• Objectif:
Recopiez en entier le texte consacré au film King Richard, sans en modifier un seul mot.

King Richard : Venus et Serena ne sont pas des filles. (1500 mots)
Il y a une rumeur sur les sœurs Williams, que j’ai entendu sur Serena il y a quelques années, c’est qu'elles seraient en fait des hommes.
Je n’ai jamais réellement cherché à creuser la question. Il est certain que lorsqu’on regarde Serena Williams en se disant que c’est un homme, on lui trouve des traits masculins et une allure masculine, mais ça fait ça avec beaucoup de femmes. Les hommes et les femmes se ressemblent, il est facile de voir une femme dans un homme et inversement si l’on se met en tête de forcer cette perception.
En attendant, il n’est pas difficile de voir que King Richard adhère à l’idée sans jamais la prononcer, ce qui en fait un très bon exemple de film qui dissimule intégralement son élément central et qui laisse donc au spectateur le soin de comprendre. Et surtout, cela donne l’opportunité de voir comment un tel élément peut être dessiné en creux sans jamais être dit.

• Données brutes:
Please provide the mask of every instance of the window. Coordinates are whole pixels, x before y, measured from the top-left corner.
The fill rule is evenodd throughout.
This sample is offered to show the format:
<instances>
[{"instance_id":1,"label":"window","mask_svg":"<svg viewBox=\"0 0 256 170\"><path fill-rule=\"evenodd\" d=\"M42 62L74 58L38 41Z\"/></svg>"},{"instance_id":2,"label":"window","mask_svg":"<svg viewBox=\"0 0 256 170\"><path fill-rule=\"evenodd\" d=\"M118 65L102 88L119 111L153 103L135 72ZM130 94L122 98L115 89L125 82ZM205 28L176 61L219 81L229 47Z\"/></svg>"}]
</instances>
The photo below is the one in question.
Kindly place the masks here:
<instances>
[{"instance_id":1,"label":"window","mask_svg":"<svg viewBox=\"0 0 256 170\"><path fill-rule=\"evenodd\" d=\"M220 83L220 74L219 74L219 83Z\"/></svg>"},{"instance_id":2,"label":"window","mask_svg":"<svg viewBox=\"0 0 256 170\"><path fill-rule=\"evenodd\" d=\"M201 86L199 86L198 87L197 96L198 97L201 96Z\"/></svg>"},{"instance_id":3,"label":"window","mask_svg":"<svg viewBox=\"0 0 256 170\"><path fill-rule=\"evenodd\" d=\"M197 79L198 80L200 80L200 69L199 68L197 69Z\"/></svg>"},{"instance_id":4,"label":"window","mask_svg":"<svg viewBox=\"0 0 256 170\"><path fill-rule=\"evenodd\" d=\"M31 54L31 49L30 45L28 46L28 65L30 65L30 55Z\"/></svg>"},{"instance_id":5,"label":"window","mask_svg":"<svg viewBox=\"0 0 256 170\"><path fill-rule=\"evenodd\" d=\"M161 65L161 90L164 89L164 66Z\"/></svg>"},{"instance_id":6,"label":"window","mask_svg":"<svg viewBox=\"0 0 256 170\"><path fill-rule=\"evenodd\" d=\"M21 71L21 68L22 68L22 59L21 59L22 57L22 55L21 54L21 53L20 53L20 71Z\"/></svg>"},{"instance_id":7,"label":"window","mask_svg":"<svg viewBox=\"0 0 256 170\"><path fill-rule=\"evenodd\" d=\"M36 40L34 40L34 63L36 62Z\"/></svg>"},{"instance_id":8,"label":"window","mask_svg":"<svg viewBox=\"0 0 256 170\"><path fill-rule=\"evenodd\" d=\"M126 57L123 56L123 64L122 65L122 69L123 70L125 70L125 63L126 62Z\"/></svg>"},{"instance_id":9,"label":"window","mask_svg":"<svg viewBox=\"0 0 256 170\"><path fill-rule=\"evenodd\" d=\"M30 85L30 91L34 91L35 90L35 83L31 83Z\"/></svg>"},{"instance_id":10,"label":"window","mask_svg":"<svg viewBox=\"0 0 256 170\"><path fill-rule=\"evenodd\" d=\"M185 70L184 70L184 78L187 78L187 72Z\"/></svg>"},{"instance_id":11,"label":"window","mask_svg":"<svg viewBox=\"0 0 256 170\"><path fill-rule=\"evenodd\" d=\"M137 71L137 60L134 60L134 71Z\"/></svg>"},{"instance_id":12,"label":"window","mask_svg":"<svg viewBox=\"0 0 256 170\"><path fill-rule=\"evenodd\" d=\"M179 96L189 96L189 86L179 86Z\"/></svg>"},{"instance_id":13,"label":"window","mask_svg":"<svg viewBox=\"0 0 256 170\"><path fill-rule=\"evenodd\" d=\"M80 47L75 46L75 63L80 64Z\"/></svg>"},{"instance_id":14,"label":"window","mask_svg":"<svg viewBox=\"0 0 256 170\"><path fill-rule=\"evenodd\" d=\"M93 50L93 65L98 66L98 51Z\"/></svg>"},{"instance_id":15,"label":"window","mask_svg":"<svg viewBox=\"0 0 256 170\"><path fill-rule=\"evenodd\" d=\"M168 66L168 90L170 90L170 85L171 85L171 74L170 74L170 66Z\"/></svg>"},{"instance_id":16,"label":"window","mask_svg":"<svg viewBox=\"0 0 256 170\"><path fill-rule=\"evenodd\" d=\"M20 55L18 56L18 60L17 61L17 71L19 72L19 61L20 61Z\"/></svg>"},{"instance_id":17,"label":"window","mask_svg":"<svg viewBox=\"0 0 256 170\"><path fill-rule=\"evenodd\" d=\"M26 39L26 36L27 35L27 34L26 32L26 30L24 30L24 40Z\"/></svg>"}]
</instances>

...

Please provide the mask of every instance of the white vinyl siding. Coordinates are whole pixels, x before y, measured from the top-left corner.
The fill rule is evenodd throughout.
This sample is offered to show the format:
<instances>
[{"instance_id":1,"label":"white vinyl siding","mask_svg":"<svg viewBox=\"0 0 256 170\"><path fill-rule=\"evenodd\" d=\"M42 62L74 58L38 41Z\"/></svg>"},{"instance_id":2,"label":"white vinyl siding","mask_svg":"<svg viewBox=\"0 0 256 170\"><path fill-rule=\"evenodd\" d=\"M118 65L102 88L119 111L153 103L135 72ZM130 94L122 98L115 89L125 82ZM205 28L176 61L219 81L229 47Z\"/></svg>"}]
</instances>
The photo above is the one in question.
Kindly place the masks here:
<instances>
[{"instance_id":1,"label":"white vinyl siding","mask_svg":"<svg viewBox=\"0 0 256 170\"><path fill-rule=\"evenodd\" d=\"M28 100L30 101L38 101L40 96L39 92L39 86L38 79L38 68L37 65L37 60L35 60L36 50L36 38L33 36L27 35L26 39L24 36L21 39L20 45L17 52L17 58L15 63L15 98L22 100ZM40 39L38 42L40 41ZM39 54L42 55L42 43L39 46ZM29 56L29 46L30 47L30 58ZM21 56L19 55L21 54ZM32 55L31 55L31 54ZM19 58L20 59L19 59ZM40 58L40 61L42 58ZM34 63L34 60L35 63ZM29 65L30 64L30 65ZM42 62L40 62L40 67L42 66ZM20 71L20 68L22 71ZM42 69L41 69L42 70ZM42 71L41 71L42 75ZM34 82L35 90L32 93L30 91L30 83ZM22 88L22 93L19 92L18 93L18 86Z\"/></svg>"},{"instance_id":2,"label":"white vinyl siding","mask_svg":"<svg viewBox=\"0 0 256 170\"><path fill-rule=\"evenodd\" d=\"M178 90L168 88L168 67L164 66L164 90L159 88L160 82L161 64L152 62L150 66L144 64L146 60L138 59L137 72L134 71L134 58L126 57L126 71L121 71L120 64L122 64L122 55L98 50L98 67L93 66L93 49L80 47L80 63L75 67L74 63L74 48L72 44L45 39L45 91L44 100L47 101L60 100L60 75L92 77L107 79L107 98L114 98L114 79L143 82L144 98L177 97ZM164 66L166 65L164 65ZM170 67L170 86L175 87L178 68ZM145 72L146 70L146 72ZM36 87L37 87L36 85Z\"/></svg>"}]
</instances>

* * *

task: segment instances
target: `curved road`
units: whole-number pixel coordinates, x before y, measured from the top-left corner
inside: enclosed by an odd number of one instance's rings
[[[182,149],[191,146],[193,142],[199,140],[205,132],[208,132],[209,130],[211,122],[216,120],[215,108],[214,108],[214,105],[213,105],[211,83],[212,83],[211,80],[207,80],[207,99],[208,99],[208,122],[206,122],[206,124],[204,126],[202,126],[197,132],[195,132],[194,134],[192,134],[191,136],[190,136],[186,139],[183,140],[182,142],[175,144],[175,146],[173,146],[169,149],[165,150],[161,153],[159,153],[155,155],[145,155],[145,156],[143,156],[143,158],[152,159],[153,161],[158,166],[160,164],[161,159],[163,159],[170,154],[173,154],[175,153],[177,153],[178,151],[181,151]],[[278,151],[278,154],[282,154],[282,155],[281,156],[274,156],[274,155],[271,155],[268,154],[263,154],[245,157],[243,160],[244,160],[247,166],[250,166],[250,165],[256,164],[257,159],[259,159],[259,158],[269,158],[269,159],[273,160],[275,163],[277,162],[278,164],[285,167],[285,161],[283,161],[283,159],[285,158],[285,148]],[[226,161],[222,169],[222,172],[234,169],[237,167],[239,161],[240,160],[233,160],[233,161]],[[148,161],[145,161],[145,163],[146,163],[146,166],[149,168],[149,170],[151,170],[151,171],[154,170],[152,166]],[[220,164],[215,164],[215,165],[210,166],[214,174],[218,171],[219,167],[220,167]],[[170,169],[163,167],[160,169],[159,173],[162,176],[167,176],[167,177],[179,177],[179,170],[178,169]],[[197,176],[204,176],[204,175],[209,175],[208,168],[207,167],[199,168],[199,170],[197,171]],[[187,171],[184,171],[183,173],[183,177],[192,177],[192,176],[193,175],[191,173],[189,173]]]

• Réponse attendue:
King Richard : Venus et Serena ne sont pas des filles. (1500 mots)
Il y a une rumeur sur les sœurs Williams, que j’ai entendu sur Serena il y a quelques années, c’est qu'elles seraient en fait des hommes.
Je n’ai jamais réellement cherché à creuser la question. Il est certain que lorsqu’on regarde Serena Williams en se disant que c’est un homme, on lui trouve des traits masculins et une allure masculine, mais ça fait ça avec beaucoup de femmes. Les hommes et les femmes se ressemblent, il est facile de voir une femme dans un homme et inversement si l’on se met en tête de forcer cette perception.
En attendant, il n’est pas difficile de voir que King Richard adhère à l’idée sans jamais la prononcer, ce qui en fait un très bon exemple de film qui dissimule intégralement son élément central et qui laisse donc au spectateur le soin de comprendre. Et surtout, cela donne l’opportunité de voir comment un tel élément peut être dessiné en creux sans jamais être dit.